What is being asked ->
Rewrite the rows from the very first line through the line with "[[213, 107]]", changing "armchair" to "recliner" and leaving everything else as it is. Leave the pictures out.

Data records:
------------------------------------------------------------------------
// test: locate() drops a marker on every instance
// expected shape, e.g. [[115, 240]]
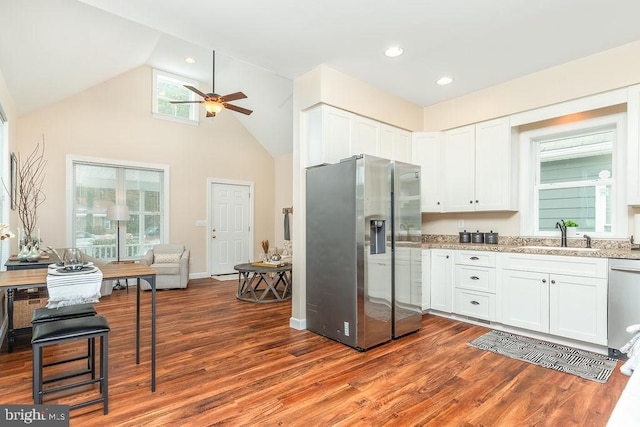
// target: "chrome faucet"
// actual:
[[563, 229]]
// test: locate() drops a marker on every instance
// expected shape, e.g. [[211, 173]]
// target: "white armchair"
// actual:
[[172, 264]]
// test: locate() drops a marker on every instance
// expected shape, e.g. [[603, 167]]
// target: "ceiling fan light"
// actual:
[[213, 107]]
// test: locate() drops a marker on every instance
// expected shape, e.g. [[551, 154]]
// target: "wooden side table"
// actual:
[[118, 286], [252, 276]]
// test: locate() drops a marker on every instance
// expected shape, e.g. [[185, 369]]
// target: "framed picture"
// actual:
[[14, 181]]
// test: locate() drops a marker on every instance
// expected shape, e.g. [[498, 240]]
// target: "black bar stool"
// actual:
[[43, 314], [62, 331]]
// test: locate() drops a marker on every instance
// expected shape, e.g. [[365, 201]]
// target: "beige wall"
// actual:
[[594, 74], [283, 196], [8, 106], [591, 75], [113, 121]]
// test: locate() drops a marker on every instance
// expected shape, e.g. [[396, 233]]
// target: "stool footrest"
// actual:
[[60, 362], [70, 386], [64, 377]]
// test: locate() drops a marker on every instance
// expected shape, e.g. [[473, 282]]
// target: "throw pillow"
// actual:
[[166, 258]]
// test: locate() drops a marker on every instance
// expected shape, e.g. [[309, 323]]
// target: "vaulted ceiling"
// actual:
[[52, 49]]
------------------------------------------------------------------------
Task output ->
// test: locate() drops a marker on every instance
// expected shape, e.g. [[115, 240]]
// target: "chrome faucet"
// actual:
[[563, 229]]
// test: locate() drops a marker on every instance
// expected shape, e.g. [[211, 173]]
// target: "white recliner"
// actual:
[[172, 264]]
// test: locate() drops a marker on every instance
// expected shape, e.g. [[603, 167]]
// target: "ceiling fan light"
// actual:
[[213, 107]]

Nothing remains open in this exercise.